-- COMPLETA QUANTO SEGUE --
(A) Rispondi alle seguenti domande sul brano proposto, una per riga:
(i) A che cosa viene paragonata la RU486 nei manifesti?
(ii) Quale ente non ha risposto alla richiesta di denunciare il reato?
(iii) Quale Regione non si adegua alle nuove linee guida del ministero?
(B) Elenca tutte le contrapposizioni costruite con la parola "contro" che il brano proposto indica come parte dello scenario suprematista.

-- BRANO PROPOSTO --
--------------------

Ma tutto è cominciato prima, non solo in questi difficili tempi di Covid, prima con la globalizzazione che devono pagare le donne, con Pillon & co., con lo scenario ampio suprematista, maschio contro femmina, bianco contro nero, ricco contro povero, migrante contro nativo. Messo poi, provocatoriamente, nei mesi scorsi, su manifesti terroristici e inguardabili, dove la RU486 è paragonata ad un veleno che uccide, manifesti comparsi soprattutto in determinate Regioni, spesso subito tolti per le nostre proteste.

Mentre l’Agenzia Italiana del Farmaco non ha risposto alla nostra richiesta che fosse lei a denunciare il reato di tacciare come veleno un farmaco da lei autorizzato.

La Regione Umbria, dopo aver riproposto, questa primavera, in piena pandemia, il ricovero ospedaliero per la RU486, fatta marcia indietro dopo la protesta delle donne, ora non si adegua alle nuove linee Guida del ministero che ribadiscono il day hospital o i consultori là dove adeguatamente predisposti. Dunque la RU486 rimane in regime di ricovero ospedaliero e il termine per l’interruzione non si sposta alla nona settimana.

--------------------

-- VOCI FORNITE --
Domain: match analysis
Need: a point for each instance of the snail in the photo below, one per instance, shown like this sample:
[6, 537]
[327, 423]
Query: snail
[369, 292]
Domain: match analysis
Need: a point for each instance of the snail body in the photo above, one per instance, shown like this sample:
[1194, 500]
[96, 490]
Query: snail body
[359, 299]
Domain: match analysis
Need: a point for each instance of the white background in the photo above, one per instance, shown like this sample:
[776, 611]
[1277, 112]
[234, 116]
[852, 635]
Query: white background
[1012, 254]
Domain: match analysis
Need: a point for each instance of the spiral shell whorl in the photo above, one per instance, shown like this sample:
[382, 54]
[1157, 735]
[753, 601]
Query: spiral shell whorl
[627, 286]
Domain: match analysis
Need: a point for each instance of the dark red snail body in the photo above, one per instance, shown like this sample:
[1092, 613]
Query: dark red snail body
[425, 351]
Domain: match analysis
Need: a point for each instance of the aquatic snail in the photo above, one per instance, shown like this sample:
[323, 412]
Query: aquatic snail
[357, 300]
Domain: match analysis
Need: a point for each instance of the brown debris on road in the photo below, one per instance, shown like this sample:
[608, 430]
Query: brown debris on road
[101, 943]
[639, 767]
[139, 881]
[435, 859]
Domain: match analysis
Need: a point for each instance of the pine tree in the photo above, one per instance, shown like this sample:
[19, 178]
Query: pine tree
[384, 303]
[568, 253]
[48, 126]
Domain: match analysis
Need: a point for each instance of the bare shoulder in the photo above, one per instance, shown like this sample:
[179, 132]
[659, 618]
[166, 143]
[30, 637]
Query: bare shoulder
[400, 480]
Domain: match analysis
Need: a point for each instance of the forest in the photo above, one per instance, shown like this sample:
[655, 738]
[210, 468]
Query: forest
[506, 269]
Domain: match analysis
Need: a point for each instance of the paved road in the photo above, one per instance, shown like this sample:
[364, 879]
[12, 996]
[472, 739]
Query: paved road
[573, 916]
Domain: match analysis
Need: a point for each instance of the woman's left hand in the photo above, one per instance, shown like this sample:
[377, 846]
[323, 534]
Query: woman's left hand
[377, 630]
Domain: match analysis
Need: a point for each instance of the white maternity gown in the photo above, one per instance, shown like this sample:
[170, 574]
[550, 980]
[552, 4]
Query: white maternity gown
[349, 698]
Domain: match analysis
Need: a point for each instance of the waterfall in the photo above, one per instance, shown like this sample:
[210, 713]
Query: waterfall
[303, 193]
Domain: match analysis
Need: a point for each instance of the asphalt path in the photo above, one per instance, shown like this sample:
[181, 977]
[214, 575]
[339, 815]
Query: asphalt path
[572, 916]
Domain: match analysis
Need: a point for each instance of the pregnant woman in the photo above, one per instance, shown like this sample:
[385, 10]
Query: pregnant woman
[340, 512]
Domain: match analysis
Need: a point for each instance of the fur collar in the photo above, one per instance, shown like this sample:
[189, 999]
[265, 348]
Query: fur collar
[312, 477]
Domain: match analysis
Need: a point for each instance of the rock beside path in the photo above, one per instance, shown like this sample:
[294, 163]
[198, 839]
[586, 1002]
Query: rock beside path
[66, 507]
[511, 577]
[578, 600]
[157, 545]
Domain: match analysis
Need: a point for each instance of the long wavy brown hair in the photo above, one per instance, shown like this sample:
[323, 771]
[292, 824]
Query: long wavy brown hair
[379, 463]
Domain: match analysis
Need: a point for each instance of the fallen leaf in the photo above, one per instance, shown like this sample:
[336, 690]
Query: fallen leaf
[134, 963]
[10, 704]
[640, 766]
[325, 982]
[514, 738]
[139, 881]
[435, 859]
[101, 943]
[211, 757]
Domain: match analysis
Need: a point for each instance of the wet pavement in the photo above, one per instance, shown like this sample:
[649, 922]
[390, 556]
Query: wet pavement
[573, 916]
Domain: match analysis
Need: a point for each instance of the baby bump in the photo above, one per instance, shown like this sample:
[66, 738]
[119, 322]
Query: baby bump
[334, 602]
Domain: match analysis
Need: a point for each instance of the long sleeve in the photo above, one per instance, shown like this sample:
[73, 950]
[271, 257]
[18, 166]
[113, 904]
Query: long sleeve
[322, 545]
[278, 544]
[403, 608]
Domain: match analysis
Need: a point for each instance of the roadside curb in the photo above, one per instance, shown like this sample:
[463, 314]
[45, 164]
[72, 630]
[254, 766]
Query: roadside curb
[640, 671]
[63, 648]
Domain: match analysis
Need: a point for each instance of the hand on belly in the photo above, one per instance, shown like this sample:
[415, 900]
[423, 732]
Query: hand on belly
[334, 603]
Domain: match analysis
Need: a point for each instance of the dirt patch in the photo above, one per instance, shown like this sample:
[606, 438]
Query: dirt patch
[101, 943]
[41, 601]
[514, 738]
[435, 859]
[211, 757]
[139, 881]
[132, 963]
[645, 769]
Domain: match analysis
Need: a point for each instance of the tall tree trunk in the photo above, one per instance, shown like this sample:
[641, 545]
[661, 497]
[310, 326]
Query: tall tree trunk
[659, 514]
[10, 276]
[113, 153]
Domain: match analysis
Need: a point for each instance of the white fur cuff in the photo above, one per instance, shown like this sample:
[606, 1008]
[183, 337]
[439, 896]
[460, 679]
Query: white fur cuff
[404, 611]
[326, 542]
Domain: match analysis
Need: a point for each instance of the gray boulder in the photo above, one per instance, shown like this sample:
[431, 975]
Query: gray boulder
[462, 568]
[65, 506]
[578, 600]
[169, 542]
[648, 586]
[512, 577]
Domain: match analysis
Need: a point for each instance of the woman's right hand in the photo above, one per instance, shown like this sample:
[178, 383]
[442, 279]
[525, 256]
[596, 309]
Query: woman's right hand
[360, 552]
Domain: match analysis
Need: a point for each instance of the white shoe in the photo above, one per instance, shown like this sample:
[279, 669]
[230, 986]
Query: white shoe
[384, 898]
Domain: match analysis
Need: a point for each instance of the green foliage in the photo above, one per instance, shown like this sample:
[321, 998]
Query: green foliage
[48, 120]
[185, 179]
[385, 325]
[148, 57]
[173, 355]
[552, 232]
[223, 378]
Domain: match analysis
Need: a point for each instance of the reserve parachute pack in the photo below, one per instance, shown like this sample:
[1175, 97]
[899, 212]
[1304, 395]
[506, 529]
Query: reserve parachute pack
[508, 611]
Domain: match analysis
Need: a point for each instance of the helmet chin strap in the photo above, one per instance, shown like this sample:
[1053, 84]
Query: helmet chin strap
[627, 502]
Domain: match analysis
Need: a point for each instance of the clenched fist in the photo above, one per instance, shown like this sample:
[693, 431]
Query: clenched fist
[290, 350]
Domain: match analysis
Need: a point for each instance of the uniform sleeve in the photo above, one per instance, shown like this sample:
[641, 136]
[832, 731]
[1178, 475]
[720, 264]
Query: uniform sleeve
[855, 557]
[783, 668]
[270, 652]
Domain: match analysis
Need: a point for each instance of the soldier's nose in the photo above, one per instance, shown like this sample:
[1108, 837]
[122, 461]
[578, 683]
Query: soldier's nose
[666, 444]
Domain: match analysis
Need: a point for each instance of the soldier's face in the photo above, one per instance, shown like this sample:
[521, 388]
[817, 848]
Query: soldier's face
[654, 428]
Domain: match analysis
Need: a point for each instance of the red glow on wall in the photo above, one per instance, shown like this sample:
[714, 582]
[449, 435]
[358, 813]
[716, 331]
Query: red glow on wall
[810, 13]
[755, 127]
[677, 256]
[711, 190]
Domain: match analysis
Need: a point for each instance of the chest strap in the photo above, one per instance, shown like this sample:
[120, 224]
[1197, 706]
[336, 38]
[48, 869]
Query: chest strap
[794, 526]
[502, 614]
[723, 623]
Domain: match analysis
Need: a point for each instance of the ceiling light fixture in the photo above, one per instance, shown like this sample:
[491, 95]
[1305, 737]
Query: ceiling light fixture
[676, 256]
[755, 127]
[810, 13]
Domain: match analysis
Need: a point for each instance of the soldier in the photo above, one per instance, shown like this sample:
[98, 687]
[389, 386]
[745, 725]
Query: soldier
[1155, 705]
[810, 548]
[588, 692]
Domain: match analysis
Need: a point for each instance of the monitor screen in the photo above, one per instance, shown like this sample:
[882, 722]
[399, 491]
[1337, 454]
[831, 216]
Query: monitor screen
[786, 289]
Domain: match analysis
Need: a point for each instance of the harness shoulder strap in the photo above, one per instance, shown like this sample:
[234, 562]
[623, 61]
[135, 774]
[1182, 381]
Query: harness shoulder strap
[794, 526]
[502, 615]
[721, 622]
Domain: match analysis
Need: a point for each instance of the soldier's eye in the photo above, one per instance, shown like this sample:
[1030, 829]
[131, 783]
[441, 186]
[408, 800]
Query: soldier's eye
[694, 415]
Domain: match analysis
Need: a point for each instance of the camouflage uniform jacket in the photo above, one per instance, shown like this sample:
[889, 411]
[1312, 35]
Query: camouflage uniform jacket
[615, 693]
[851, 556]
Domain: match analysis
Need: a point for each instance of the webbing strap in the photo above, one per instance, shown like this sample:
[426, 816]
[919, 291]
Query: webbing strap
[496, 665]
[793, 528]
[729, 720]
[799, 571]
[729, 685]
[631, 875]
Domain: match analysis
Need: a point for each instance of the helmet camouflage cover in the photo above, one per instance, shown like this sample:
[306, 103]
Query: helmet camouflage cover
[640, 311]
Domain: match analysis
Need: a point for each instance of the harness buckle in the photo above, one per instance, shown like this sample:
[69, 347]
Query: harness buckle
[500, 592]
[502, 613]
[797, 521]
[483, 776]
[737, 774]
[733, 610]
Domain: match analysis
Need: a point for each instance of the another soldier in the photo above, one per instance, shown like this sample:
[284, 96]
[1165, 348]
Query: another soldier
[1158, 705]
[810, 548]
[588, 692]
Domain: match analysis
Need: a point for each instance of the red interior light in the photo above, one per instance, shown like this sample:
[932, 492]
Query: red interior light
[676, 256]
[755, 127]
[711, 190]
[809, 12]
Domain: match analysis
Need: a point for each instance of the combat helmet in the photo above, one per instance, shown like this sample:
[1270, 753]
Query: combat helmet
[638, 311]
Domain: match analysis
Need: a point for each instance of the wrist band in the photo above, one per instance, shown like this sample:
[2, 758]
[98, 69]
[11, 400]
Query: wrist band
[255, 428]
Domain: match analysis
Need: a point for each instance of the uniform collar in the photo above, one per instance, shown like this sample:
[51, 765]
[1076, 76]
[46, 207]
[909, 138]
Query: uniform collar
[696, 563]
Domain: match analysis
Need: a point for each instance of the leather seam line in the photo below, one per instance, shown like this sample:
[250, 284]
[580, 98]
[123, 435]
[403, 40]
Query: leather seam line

--------------------

-- ELENCO DELLE RISPOSTE --
(A)
(i) A un veleno che uccide.
(ii) L’Agenzia Italiana del Farmaco.
(iii) La Regione Umbria.

(B) Maschio contro femmina; bianco contro nero; ricco contro povero; migrante contro nativo.